Kutipan Teks:
Meski demikian, ia juga menyorot soal hasil survei Denny JA tahun 2023 lalu, yang menyebut bahwa hanya 5,9 persen umat Islam Indonesia yang mengaku terafiliasi langsung dengan Muhammadiyah, dari total sekitar 25 juta anggota aktif.
Relasi Muhammadiyah dengan Politik Praktis
Zuly menjelaskan bahwa netralitas politik Muhammadiyah bukanlah hal baru, melainkan hasil reformasi internal yang telah berlangsung sejak kepemimpinan Ketua Umum Haedar Nashir. Namun, hubungan Muhammadiyah dengan dunia politik tetap bersifat dinamis, tergantung pada konteks kepemimpinan dan situasi nasional.
“Relasi Muhammadiyah dengan politik selalu berubah mengikuti kepemimpinan dan keadaan. Namun garis besarnya tetap: organisasi tidak boleh dijadikan instrumen politik praktis,” tegasnya.
Dalam sejarahnya, kedekatan Muhammadiyah dengan kekuatan politik memang pernah terjadi. Pada masa Din Syamsuddin hubungan terjalin dengan Partai Golkar, sementara di era Amien Rais lahir Partai Amanat Nasional (PAN) sebagai wadah ekspresi politik kader Muhammadiyah. Kemudian pada masa Ahmad Syafii Maarif, Muhammadiyah lebih menonjol di ranah kultural dan intelektual melalui gerakan seperti Jaringan Intelektual Muda Muhammadiyah (JIMM) dan Maarif Institute.
Menjelang Pemilu 2024 lalu, Zuly mencatat adanya keberagaman dukungan politik di kalangan warga Persyarikatan. Sebagian anggota cenderung mendukung pasangan Anies Baswedan dan Muhaimin Iskandar, karena latar belakang Anies sebagai figur muslim modernis dan aktivis kampus Islam.
Meski begitu, kandidat Capres-Cawapres lain seperti Prabowo Subianto dan Ganjar Pranowo juga memiliki kedekatan personal dan historis dengan tokoh-tokoh Muhammadiyah.
“Masing-masing calon punya hubungan emosional dengan Muhammadiyah. Jadi sulit menentukan kecenderungan tunggal. Justru keragaman pilihan ini menandakan demokrasi di Muhammadiyah semakin dewasa,” jelas pria yang juga menjabat Wakil Rektor Bidang Pendidikan dan Kemahasiswaan UMY itu.
Pasca pemilu, ia menilai bahwa Muhammadiyah akan tetap menjalankan fungsinya sebagai organisasi dakwah dan moral force yang mengawal kebijakan pemerintah secara kritis, konstitusional, dan konstruktif.
“Netralitas politik Muhammadiyah bukan berarti pasif atau apatis. Kami tetap bersikap kritis dan rasional terhadap kebijakan negara, selama itu menyangkut keadilan dan kepentingan umat,” pungkas Zuly Qodir.

Latihan Tertulis:
Menurut teks tentang Muhammadiyah dan politik, partai apa yang lahir di era Amien Rais? Baris-baris data di bawah ini tidak diperlukan.

[Catatan kotak berlabel]
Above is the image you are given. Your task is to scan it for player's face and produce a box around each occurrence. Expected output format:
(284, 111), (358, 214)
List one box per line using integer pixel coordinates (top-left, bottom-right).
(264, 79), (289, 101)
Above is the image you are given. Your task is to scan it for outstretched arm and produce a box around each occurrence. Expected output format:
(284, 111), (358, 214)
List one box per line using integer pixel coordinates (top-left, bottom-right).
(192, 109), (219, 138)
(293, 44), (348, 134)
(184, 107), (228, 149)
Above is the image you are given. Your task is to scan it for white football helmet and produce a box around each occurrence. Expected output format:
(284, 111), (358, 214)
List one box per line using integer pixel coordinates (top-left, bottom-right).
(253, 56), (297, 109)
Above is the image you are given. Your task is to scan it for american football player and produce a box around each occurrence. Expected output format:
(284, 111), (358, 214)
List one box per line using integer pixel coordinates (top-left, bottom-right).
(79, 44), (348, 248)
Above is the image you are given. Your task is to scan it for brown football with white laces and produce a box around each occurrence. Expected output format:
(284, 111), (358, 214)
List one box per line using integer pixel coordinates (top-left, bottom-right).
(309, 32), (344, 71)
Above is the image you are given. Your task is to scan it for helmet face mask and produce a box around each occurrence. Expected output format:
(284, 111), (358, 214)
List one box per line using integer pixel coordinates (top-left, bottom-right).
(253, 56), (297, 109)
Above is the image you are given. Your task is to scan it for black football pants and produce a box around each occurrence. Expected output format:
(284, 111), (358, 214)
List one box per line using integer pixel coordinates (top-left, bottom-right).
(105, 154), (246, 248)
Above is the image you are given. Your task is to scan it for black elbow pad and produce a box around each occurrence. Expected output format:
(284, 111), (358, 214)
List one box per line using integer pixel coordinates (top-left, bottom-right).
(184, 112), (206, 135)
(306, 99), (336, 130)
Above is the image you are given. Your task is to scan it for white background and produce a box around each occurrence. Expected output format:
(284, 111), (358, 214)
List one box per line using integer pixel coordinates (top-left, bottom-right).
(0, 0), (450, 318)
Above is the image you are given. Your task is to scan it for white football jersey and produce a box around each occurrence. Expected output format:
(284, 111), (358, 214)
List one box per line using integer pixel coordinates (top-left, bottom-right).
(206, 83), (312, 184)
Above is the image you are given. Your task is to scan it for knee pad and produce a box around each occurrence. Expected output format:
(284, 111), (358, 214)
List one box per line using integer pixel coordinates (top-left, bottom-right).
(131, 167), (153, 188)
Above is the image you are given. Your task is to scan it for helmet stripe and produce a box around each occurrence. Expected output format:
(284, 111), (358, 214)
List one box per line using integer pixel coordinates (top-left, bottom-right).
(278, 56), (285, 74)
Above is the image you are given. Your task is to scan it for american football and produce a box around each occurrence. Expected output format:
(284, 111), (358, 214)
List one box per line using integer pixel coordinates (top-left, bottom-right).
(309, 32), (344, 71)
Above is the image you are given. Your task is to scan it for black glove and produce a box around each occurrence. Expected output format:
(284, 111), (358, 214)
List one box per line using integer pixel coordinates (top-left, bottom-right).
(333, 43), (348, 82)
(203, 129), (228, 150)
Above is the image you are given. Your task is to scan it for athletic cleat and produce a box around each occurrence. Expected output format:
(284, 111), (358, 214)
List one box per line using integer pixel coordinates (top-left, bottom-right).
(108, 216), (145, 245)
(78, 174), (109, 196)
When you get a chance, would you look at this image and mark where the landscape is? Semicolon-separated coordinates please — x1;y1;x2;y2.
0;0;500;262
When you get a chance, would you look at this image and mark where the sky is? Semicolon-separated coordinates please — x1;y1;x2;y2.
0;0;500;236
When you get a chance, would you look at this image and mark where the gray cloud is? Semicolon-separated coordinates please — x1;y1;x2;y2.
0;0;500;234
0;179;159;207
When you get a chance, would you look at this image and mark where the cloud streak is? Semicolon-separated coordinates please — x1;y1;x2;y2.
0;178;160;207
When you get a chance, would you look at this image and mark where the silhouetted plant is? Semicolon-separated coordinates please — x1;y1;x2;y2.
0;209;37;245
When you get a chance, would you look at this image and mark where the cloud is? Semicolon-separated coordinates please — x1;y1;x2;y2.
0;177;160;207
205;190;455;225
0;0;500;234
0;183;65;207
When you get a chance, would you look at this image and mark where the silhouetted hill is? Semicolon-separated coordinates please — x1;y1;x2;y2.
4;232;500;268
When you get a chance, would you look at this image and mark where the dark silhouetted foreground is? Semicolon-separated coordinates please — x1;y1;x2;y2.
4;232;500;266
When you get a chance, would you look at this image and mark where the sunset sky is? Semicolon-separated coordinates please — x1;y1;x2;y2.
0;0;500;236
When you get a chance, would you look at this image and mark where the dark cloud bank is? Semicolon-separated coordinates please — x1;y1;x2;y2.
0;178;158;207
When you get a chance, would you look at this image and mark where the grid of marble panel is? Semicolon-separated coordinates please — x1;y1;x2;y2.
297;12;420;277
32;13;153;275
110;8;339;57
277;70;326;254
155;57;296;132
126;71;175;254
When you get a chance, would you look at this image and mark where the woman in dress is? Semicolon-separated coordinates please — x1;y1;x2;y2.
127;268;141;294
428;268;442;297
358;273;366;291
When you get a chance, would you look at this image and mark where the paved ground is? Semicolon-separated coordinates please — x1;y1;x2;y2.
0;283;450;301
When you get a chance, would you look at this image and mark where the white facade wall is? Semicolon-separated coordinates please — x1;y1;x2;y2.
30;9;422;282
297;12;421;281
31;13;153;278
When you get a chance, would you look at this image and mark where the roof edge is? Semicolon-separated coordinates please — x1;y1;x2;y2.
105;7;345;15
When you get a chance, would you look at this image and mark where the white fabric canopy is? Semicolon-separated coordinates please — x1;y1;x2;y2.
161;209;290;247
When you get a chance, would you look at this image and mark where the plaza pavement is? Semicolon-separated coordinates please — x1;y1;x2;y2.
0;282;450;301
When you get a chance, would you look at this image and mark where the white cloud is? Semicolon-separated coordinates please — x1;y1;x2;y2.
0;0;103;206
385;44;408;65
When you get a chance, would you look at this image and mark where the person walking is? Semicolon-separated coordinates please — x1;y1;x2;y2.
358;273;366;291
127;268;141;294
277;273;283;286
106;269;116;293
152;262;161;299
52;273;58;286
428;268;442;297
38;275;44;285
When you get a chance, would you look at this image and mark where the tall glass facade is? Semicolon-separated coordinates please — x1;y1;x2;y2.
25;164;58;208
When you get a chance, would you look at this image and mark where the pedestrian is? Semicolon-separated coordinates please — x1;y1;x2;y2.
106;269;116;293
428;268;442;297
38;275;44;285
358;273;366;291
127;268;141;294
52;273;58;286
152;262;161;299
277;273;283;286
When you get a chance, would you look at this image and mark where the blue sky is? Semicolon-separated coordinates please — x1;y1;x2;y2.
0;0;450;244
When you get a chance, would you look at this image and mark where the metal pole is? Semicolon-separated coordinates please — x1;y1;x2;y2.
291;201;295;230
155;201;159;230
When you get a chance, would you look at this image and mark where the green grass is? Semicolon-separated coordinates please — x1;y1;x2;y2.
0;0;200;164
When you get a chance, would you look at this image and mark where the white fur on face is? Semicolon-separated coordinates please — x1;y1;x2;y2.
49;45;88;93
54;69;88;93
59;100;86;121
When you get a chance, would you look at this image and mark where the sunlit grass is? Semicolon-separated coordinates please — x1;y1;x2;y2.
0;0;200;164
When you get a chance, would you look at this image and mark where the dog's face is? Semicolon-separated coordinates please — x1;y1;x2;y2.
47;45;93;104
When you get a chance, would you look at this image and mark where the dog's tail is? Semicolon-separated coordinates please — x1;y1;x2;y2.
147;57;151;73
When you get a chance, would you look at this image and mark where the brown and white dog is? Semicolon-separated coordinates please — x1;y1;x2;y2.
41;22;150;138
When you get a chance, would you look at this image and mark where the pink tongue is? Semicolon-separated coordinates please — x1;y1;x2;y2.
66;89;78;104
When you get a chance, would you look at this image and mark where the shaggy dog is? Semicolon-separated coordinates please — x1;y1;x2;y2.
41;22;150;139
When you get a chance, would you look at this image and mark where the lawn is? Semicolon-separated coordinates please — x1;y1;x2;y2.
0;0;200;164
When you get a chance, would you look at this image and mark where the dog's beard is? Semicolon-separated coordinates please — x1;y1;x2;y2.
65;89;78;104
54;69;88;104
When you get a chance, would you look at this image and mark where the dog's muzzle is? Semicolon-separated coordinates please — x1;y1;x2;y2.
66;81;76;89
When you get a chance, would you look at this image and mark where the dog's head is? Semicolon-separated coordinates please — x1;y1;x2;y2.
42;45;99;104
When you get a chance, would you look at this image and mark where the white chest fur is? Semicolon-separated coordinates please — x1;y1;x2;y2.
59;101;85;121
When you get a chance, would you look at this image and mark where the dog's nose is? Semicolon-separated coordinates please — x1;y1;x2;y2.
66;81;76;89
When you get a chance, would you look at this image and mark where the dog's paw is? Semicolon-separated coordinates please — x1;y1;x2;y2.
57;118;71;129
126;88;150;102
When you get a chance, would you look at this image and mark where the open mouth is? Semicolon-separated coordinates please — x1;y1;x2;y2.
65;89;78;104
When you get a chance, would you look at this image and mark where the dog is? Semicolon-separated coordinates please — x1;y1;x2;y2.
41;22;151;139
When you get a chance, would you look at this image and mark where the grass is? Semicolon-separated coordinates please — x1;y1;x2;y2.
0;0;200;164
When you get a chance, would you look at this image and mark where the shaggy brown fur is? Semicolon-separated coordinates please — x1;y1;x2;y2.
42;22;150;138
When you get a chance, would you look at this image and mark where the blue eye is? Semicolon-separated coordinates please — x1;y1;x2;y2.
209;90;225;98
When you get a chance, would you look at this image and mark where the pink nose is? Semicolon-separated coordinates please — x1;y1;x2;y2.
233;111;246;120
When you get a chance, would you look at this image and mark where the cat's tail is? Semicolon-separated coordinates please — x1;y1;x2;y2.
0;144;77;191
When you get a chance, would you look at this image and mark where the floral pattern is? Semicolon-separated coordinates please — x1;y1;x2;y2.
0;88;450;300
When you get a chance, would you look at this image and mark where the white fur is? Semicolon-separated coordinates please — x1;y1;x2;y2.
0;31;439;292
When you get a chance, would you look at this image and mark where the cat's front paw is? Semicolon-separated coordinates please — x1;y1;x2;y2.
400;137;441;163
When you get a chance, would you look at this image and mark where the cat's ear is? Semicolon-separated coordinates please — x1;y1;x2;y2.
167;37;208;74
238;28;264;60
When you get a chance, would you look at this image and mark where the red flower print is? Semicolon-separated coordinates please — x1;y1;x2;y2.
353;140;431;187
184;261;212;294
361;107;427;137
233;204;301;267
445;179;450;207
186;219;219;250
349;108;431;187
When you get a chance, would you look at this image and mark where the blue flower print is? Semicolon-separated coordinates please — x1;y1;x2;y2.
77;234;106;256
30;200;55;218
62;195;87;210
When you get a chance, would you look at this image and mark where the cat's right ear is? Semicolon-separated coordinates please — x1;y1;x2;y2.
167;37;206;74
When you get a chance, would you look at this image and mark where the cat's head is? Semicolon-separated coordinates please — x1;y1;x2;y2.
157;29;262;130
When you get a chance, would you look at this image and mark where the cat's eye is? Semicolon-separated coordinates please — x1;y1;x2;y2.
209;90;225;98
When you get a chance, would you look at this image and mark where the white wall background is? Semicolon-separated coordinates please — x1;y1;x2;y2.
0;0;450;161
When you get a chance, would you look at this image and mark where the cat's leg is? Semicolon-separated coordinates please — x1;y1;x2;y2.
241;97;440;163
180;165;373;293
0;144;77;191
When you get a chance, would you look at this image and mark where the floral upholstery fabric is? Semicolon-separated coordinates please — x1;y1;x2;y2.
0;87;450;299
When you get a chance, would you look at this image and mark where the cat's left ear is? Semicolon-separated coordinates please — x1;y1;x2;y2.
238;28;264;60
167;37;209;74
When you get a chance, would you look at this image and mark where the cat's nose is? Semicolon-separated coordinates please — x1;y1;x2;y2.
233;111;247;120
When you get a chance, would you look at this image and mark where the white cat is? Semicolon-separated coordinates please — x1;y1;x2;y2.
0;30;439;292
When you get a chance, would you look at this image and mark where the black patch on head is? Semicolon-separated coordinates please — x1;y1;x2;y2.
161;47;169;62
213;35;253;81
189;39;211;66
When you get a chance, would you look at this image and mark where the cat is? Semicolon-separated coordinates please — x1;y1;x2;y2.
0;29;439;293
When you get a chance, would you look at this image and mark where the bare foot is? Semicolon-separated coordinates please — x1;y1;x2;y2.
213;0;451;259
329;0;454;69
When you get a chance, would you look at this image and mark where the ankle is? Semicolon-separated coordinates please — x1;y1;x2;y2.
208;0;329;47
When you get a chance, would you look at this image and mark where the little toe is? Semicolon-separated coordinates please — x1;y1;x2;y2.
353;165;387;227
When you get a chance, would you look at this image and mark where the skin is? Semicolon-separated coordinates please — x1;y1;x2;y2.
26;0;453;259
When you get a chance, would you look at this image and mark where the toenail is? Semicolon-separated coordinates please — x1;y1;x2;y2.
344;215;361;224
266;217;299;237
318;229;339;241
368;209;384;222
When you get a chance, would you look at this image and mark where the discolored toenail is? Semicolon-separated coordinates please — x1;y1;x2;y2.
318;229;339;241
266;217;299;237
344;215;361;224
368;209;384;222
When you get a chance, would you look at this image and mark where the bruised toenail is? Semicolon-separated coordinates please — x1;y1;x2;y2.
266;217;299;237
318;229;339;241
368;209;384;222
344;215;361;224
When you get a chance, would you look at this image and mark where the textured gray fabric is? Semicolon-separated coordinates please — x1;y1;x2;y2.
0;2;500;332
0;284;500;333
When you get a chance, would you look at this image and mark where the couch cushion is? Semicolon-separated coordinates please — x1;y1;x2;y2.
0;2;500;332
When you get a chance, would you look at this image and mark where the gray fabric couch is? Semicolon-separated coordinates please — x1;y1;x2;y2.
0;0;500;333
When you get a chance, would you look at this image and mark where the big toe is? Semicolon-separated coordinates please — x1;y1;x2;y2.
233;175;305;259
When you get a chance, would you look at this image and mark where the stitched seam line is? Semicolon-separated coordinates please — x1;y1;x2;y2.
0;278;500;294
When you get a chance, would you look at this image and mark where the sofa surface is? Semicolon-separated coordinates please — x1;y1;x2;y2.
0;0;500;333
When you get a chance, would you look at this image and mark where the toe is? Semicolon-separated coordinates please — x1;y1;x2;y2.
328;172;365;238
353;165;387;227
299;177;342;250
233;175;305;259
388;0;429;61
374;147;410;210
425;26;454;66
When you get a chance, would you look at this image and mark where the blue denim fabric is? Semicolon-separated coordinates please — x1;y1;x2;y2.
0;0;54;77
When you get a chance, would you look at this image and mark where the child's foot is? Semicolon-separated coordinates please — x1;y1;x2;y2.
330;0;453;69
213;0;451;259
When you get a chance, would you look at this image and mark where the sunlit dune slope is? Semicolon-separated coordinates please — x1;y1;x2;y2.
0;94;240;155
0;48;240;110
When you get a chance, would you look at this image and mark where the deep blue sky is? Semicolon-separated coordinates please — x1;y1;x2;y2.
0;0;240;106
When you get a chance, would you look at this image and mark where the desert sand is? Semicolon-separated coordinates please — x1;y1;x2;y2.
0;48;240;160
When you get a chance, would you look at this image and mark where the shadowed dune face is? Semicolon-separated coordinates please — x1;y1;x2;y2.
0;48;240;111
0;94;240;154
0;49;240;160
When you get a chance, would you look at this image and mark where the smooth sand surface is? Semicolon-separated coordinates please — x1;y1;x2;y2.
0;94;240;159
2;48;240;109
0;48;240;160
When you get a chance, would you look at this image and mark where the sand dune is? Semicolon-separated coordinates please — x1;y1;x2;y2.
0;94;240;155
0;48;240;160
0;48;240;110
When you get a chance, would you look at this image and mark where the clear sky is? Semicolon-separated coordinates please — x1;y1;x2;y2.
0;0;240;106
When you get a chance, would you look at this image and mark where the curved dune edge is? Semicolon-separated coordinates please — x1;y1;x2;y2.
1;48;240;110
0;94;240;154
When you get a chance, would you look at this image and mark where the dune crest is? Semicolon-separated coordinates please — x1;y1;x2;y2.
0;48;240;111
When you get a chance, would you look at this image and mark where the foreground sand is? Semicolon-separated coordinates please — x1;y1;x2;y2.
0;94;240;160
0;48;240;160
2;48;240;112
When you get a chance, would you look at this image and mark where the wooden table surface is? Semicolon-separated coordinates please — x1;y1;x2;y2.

Jawaban Soal:
Pada era Amien Rais lahir Partai Amanat Nasional (PAN) sebagai wadah ekspresi politik kader Muhammadiyah.